→ Objective
Reproduce the data below line for line, omitting the pictures.

→ Given data
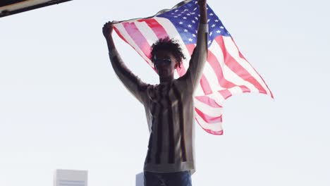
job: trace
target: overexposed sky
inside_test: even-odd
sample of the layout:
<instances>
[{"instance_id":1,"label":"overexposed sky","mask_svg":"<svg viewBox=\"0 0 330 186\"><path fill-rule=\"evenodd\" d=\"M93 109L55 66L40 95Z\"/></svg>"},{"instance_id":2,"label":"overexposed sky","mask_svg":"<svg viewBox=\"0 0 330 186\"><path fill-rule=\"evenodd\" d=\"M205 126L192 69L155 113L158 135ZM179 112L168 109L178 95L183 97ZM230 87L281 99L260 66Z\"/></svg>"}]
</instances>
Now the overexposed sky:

→ Reply
job: trace
target: overexposed sky
inside_test: even-odd
sample of the layout:
<instances>
[{"instance_id":1,"label":"overexposed sky","mask_svg":"<svg viewBox=\"0 0 330 186\"><path fill-rule=\"evenodd\" d=\"M93 109L55 66L40 95Z\"/></svg>"},{"instance_id":2,"label":"overexposed sky","mask_svg":"<svg viewBox=\"0 0 330 186\"><path fill-rule=\"evenodd\" d=\"M205 126L192 69L155 113L158 135ZM179 112L168 109L178 95L183 97ZM230 87L281 99L260 66Z\"/></svg>"}]
</instances>
Now the overexposed sky:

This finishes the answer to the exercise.